TASK TO COMPLETE
Find "Mark the chandelier" in the material below, then copy that line and every subsequent line to the end, exactly.

====

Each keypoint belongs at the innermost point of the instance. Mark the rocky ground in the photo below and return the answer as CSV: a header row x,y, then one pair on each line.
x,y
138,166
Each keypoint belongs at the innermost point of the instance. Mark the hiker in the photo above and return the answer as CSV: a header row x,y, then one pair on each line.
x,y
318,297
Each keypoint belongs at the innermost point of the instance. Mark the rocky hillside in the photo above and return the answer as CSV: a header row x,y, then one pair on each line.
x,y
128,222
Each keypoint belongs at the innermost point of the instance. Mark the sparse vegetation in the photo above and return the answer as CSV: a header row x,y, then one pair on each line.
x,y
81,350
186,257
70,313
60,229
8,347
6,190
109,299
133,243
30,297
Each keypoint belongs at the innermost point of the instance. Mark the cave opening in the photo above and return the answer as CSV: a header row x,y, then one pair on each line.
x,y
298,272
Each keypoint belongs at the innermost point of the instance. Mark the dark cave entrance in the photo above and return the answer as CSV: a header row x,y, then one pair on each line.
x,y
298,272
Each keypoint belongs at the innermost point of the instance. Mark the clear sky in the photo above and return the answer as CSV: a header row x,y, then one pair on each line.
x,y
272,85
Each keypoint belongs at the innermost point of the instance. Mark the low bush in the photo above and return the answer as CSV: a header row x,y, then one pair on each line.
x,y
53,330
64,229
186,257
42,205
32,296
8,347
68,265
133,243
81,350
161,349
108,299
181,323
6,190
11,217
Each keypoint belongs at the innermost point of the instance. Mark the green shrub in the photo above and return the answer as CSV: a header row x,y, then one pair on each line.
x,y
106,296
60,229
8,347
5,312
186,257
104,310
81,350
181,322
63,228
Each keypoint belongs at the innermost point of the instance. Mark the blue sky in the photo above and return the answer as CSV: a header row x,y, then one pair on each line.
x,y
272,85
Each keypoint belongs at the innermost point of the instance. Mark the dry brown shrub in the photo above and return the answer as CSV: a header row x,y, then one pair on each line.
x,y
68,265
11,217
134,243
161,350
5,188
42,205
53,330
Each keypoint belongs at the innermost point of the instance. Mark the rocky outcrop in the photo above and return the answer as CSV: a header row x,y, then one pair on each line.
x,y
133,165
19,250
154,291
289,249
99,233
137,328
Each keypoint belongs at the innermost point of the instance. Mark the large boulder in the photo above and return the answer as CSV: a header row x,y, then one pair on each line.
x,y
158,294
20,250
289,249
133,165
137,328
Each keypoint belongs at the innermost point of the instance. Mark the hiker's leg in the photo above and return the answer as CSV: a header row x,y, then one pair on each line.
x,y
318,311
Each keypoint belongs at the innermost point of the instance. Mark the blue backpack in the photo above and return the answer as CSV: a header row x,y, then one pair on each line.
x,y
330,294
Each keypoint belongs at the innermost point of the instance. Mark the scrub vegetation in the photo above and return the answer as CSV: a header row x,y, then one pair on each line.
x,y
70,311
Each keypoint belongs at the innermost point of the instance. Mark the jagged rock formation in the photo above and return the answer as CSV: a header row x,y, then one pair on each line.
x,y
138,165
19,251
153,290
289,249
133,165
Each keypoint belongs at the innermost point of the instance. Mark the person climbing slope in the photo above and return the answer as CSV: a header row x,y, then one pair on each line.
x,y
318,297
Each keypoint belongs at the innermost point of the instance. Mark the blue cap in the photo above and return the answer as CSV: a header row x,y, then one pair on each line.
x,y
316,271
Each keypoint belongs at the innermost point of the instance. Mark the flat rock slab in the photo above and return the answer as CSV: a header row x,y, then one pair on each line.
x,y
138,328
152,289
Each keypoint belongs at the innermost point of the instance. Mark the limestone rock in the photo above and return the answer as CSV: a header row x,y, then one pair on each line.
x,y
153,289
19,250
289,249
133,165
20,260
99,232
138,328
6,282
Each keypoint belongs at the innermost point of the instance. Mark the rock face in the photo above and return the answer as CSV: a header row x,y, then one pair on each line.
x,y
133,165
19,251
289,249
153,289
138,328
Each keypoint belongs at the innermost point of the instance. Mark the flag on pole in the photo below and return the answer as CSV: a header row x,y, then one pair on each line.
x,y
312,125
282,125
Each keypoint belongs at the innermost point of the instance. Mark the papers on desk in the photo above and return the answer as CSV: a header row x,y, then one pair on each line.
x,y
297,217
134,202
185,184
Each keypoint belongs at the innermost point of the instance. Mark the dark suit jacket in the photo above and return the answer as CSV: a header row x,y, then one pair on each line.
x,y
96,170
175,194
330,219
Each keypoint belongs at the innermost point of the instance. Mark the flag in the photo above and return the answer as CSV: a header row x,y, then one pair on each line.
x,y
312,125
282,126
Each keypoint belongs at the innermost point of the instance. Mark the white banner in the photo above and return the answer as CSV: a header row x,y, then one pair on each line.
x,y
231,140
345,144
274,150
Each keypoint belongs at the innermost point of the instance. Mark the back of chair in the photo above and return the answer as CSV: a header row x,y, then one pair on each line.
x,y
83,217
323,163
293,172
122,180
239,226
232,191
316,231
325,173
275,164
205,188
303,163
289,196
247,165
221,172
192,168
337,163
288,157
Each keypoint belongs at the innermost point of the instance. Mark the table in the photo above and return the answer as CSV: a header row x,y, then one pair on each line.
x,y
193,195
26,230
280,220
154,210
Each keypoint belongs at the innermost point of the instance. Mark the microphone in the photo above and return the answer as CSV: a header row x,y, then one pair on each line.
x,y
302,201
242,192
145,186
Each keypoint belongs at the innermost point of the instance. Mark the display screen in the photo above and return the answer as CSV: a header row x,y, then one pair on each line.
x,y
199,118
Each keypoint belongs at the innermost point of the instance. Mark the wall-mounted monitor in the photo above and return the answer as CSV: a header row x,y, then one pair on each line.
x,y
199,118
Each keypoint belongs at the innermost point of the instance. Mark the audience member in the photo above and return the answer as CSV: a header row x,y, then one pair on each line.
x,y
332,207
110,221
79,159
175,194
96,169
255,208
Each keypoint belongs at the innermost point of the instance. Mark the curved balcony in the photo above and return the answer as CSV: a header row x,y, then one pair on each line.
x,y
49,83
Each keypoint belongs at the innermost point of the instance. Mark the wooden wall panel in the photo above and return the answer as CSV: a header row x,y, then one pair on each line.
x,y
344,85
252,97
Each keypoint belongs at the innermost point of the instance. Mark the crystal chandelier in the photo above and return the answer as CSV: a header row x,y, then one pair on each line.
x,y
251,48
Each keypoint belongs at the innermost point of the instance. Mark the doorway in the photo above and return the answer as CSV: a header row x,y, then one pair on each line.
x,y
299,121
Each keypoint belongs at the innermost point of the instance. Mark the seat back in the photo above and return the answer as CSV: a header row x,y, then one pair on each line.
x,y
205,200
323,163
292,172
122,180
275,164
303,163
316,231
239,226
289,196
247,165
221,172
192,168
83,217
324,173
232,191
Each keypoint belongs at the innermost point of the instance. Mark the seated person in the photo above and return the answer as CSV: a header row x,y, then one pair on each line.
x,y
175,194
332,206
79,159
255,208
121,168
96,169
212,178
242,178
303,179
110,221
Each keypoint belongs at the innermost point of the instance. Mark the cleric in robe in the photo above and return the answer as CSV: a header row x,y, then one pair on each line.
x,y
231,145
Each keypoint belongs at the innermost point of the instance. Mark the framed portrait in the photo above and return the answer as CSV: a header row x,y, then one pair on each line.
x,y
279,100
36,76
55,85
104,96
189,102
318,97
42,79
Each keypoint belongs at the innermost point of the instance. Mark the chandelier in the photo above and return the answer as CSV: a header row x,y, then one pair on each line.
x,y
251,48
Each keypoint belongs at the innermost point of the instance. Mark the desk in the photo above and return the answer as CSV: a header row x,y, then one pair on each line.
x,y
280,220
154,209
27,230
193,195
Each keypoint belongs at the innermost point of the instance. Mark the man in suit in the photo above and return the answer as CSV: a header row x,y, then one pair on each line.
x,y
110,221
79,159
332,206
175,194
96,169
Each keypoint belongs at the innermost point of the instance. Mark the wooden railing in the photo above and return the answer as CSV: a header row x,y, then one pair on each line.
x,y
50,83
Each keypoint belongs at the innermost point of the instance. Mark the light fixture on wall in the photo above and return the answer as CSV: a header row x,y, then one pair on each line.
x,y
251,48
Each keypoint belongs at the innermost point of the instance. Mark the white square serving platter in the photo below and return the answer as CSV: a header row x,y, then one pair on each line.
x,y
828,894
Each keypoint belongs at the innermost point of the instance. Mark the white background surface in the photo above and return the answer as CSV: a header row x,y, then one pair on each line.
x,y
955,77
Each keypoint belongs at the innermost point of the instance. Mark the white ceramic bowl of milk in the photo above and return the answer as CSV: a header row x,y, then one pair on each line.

====

TASK ANSWER
Each keypoint belongs at the innermost point of the instance. Mark the chandelier in the photo above and return the answer as CSV: a header row x,y, then one pair on each line.
x,y
251,48
Each keypoint belongs at the innermost point of the instance. Mark the desk in the photo above and return the answer as CSV: a header row x,y, then one pair on each line.
x,y
280,220
154,209
27,230
193,195
Each keypoint belongs at the innermost point of the instance. Mark the man in suit in the photo above and return the answer as CSV: a header row x,y, then one pair on each line.
x,y
110,221
79,159
332,206
175,194
96,169
Each keypoint belongs at the innermost point of the instance. Mark the wooden railing in the photo above and return the answer as CSV: a header row x,y, then one pair on each line.
x,y
50,83
Each keypoint belongs at the innermost point of the instance. Mark the light fixture on wall in the photo above and return the answer as CSV: a header row x,y, then one pair on each line.
x,y
251,48
Each keypoint belongs at the innermost point of the instance. Mark the white square serving platter in the photo below and return the answer as CSV: a header row x,y, then one pair on each line.
x,y
828,894
Each keypoint belongs at the innermost point of the instance. Mark the white background surface in the photo above and return the answer as CSV: a header row x,y, then one pair on each line.
x,y
955,77
Each keypoint belongs at the innermost point of the instance. Mark the white ceramic bowl of milk in the photo above and return the answer as CSV: a header row x,y, then one pair on each line.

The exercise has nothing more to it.